*** Opening THE DATA ***
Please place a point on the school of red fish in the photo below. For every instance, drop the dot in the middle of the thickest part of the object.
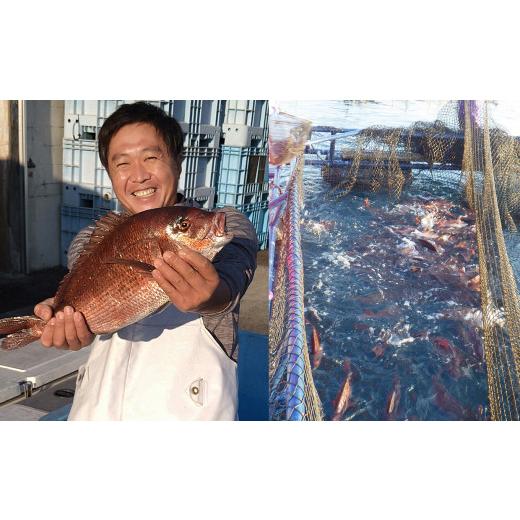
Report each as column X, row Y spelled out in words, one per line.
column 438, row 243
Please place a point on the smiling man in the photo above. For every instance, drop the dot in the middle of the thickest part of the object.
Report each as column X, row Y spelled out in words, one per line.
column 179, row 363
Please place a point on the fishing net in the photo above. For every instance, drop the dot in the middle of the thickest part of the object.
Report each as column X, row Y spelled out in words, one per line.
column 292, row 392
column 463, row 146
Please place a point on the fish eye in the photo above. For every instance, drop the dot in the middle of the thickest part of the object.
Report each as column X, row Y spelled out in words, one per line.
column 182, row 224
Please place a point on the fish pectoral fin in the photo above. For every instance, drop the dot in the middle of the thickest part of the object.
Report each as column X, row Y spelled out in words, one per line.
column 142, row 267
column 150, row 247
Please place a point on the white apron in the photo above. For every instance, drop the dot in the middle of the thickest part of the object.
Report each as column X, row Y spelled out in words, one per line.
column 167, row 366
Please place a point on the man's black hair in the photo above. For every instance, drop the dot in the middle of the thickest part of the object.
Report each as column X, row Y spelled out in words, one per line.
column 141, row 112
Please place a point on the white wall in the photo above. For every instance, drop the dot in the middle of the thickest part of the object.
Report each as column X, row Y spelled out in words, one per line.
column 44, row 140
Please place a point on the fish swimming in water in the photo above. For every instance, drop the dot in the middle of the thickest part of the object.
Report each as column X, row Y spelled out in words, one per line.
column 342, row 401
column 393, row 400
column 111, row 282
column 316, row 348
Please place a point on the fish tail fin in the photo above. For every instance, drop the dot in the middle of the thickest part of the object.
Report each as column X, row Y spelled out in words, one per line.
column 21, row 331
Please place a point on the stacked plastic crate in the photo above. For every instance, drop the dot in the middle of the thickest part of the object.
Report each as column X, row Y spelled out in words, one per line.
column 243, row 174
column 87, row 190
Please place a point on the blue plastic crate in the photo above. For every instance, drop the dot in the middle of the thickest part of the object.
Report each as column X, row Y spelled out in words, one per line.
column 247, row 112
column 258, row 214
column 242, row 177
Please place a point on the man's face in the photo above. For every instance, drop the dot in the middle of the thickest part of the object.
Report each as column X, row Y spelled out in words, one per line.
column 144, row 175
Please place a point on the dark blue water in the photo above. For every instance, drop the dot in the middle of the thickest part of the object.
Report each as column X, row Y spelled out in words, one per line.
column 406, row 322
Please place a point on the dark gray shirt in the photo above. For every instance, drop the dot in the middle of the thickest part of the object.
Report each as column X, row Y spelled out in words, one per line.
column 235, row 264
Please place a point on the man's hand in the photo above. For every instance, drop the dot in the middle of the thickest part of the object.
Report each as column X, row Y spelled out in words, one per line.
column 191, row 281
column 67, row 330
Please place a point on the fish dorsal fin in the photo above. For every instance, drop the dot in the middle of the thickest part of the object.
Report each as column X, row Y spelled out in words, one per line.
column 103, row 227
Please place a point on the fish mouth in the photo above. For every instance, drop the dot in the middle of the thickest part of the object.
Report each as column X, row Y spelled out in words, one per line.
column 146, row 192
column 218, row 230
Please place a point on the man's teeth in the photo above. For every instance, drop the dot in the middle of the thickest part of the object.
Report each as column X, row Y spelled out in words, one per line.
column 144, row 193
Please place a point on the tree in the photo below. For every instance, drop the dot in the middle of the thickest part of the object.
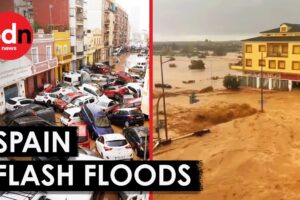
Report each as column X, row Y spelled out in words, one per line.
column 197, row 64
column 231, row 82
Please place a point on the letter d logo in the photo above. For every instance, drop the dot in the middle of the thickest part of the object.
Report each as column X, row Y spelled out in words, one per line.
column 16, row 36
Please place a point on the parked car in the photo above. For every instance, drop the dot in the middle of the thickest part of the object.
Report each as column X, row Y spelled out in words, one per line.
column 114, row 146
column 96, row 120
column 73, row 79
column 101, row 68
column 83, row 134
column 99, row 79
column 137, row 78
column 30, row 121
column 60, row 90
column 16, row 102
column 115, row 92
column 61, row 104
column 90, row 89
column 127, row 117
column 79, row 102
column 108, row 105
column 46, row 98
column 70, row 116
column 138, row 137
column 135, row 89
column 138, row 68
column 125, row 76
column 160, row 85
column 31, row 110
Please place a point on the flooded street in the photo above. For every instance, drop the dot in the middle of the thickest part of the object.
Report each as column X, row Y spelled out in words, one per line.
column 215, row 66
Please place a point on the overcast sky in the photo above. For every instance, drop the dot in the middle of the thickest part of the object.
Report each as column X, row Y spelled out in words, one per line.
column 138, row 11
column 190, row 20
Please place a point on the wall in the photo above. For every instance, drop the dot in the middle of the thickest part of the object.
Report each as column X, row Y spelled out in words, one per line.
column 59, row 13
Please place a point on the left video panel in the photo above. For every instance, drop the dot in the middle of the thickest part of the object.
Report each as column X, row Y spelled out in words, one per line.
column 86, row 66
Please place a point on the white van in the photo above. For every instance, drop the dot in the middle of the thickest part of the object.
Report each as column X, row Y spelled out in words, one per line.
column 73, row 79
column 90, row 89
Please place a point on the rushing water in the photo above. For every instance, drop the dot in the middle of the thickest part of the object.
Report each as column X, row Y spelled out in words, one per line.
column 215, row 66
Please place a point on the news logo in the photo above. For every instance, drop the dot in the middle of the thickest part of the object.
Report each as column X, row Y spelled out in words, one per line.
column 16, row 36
*** Closing THE DATA ***
*** Opening THE DATA ***
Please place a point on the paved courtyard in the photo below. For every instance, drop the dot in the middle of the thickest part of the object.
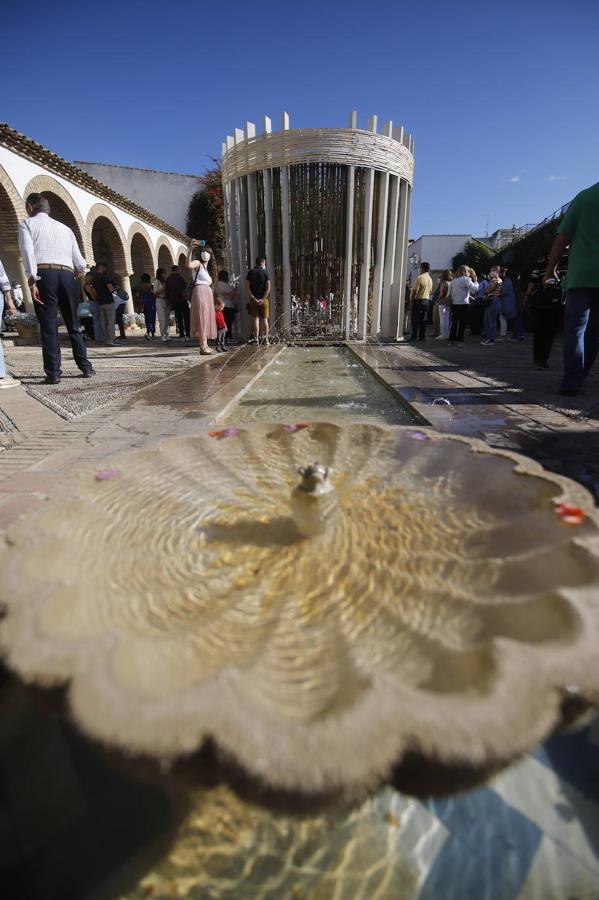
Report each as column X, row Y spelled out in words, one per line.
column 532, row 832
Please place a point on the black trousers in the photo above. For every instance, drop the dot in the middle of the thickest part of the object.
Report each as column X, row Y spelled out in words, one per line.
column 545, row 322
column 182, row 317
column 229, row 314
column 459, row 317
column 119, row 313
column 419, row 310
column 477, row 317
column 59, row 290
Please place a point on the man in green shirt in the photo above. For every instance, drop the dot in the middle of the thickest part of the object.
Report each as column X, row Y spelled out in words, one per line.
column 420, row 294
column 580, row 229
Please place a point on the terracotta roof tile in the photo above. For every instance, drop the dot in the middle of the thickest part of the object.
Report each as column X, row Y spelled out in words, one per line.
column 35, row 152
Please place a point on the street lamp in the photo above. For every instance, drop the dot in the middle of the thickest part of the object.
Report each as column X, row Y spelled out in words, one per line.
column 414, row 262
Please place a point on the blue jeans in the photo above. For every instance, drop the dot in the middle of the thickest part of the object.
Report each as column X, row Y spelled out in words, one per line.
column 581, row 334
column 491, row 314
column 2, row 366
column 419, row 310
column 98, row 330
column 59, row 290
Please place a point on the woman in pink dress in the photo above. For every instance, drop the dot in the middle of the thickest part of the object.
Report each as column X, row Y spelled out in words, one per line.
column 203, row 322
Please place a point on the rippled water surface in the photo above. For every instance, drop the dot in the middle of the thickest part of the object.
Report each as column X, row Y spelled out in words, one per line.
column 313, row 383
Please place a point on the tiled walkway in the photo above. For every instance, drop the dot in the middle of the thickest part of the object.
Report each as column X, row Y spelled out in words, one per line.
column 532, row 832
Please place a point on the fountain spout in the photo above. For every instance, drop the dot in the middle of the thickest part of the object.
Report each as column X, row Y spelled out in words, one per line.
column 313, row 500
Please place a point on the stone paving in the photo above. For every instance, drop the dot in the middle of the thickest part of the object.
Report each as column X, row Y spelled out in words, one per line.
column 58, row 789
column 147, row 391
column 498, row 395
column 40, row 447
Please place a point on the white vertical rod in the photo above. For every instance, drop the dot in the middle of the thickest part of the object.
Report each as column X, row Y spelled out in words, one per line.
*** Closing THE DATA ***
*** Opening THE DATA ***
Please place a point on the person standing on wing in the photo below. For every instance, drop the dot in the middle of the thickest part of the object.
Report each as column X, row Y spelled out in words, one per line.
*** Closing THE DATA ***
EXERCISE GOAL:
In the listing above, find the line with "Please place a point on the school" and the line with "Please place a point on the fish swimming". Copy exactly those lines and all between them, minus the images.

EXERCISE SOLUTION:
Please place a point on the school of red fish in the photo below. For every instance, drop the dot in the middle of the thickest part of the object.
Report each as column X, row Y spelled out in words, one per line.
column 438, row 243
Please place a point on the smiling man in the photo above. For every instance, drop the dot in the middle of the thickest part of the object.
Report each as column X, row Y spelled out in words, one per line.
column 179, row 363
Please place a point on the fishing net in the photo above. For every instance, drop the dot in the middle of the thickest part of the object.
Report each as column X, row Y spelled out in words, one per line.
column 292, row 392
column 463, row 146
Please place a point on the fish eye in the photo above. For every instance, drop the dot in the middle of the thickest part of the object.
Report each as column X, row Y spelled out in words, one per line.
column 182, row 224
Please place a point on the fish pectoral fin in the photo above. For every instance, drop the dot in the middle of the thickest part of the object.
Report each as column X, row Y spelled out in words, one per line.
column 142, row 267
column 150, row 247
Please place a point on the white apron in the photo above. For every instance, drop the dot in the middle of the thickest part of the object.
Report each as column X, row Y spelled out in words, one per line.
column 167, row 366
Please place a point on the man's black hair in the photo above. For every instance, drop the dot in the middle of the thickest part of the object.
Report each as column X, row Y spelled out in words, one per line.
column 141, row 112
Please place a point on the white wall in the photo above. For every instance, drop the dot in the middle of the thickest part of the object.
Report each as column X, row Y spelled out in words, one per line.
column 44, row 140
Please place a point on the fish swimming in water in the photo above. For every instance, drop the dot in the middle of the thickest part of the object.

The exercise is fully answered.